-------- EXTRACTED MATERIAL

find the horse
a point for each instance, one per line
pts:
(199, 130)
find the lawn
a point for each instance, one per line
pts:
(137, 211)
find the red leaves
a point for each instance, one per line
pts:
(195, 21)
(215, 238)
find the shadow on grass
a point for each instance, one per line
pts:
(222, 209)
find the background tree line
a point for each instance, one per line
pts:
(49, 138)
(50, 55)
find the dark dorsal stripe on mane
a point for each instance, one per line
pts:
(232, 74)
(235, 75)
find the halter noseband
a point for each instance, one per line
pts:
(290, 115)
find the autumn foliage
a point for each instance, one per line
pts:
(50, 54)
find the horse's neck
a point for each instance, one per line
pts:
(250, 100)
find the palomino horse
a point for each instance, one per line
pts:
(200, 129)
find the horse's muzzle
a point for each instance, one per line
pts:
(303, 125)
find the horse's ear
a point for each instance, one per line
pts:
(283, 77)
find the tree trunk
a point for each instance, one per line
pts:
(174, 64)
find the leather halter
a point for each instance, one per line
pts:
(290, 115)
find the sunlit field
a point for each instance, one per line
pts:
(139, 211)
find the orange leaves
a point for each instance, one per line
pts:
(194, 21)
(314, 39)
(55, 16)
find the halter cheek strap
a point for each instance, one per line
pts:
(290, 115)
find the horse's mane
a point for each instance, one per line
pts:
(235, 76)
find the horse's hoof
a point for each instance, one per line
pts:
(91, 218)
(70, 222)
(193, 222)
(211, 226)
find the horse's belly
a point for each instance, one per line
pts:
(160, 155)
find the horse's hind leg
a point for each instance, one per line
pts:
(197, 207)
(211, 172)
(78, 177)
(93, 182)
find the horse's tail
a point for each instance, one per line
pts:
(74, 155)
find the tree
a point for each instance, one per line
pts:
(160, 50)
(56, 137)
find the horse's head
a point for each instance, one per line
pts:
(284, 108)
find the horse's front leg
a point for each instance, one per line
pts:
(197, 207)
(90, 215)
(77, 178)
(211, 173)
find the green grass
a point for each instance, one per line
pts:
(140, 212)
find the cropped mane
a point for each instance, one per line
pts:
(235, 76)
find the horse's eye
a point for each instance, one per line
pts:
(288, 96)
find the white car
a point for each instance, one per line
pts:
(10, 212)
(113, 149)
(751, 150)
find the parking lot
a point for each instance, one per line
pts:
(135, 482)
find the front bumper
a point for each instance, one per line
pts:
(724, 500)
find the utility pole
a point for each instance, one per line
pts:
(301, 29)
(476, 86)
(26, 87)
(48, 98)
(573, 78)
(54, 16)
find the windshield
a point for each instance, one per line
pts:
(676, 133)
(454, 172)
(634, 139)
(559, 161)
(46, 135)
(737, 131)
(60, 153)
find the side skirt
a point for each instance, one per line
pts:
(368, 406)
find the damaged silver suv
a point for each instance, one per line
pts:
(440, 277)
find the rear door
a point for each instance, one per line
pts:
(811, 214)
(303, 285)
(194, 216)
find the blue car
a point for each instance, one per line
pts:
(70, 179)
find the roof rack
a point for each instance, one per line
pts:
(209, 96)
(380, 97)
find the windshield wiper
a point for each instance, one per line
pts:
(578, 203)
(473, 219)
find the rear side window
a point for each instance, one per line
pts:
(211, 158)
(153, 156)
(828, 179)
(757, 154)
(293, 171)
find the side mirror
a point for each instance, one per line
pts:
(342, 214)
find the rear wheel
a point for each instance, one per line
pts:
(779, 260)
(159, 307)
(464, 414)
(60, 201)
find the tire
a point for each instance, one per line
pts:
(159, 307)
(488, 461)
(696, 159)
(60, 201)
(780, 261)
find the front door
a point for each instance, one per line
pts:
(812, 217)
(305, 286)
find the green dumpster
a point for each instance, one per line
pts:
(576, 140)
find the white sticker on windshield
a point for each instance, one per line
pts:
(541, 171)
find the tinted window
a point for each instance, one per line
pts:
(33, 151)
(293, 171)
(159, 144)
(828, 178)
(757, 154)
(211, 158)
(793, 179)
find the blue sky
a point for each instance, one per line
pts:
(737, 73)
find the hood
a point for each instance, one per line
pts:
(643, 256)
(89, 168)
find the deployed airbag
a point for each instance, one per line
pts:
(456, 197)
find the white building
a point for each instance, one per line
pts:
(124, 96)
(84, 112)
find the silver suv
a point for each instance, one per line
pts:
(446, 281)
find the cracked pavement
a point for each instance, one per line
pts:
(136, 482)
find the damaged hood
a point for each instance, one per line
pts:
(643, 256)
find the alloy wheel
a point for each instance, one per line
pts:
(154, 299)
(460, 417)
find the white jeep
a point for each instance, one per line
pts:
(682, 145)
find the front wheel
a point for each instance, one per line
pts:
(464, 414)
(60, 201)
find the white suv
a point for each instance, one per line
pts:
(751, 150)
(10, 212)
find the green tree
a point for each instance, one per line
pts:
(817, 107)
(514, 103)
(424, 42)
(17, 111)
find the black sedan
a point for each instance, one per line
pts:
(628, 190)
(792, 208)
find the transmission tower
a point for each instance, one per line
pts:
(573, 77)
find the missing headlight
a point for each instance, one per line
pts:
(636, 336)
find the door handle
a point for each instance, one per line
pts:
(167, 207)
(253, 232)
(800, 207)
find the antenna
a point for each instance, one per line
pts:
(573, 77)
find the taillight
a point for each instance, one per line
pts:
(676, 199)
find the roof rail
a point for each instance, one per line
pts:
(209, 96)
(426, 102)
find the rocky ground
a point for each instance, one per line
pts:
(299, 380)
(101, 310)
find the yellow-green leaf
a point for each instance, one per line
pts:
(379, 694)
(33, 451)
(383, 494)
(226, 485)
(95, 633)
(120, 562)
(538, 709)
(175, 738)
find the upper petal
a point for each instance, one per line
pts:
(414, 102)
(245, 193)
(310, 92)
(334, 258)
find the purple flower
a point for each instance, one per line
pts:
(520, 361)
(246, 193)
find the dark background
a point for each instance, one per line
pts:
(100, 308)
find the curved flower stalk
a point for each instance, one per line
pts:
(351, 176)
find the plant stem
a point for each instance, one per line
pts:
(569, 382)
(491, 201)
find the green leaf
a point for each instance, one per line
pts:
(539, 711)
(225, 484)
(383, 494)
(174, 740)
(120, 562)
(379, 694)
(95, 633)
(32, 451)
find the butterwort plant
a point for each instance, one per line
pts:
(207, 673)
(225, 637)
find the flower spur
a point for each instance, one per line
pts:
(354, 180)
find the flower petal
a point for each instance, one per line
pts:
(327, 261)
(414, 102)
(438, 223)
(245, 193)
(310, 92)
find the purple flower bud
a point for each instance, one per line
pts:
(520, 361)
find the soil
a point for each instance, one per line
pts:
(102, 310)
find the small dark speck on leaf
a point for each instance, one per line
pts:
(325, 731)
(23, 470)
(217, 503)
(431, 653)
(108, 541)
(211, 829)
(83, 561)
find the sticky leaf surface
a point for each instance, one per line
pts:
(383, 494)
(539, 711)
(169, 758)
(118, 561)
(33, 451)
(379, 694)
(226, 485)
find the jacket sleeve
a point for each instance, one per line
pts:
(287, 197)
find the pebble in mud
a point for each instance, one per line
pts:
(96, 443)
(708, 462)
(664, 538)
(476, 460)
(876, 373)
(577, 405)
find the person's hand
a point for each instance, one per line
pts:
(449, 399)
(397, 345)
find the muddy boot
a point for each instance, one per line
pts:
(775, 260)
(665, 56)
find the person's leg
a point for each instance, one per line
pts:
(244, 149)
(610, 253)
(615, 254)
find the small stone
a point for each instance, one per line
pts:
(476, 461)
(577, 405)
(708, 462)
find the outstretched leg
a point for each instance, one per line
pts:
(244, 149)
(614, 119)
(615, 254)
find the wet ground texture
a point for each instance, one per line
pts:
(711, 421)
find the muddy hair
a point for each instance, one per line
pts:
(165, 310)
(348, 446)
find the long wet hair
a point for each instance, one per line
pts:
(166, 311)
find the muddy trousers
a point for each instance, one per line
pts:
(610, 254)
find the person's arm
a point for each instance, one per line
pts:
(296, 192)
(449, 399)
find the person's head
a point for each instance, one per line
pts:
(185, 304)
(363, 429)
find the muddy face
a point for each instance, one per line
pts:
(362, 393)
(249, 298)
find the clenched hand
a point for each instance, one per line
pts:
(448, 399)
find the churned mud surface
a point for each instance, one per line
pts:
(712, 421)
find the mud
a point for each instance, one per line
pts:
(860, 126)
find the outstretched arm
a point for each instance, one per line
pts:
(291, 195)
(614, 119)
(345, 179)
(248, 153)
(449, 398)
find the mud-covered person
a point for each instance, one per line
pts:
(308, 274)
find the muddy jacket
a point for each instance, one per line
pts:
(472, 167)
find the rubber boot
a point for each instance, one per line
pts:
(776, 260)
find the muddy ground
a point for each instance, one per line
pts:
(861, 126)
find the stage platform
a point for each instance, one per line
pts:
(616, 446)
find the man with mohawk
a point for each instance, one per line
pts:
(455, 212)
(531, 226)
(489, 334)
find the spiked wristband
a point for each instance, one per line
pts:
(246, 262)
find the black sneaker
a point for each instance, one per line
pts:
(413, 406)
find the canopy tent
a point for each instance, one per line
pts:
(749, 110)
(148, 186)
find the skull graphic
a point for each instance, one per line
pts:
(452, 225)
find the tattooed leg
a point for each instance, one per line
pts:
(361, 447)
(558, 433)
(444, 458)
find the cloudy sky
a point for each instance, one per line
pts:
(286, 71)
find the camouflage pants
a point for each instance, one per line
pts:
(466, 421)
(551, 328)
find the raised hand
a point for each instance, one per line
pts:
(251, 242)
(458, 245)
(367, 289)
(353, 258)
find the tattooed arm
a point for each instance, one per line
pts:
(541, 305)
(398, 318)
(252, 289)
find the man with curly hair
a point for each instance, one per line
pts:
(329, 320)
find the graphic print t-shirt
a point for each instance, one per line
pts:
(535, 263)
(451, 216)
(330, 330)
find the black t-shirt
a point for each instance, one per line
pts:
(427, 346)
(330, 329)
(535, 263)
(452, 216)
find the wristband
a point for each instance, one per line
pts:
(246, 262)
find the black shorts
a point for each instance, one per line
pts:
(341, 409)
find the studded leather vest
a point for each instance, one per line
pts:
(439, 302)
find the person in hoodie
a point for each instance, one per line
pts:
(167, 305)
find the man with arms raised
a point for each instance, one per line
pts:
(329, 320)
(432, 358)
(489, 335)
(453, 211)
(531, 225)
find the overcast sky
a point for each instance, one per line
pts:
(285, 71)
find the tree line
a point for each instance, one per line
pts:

----------------

* WHAT YOU ARE ASKED TO DO:
Rewrite the lines of the material starting with the one that contains "find the tree line" and going on through the end of the material, with "tree line" changed to "treeline" and nothing else altered.

* SOLUTION TO THE EXERCISE:
find the treeline
a point for each instance, one per line
pts:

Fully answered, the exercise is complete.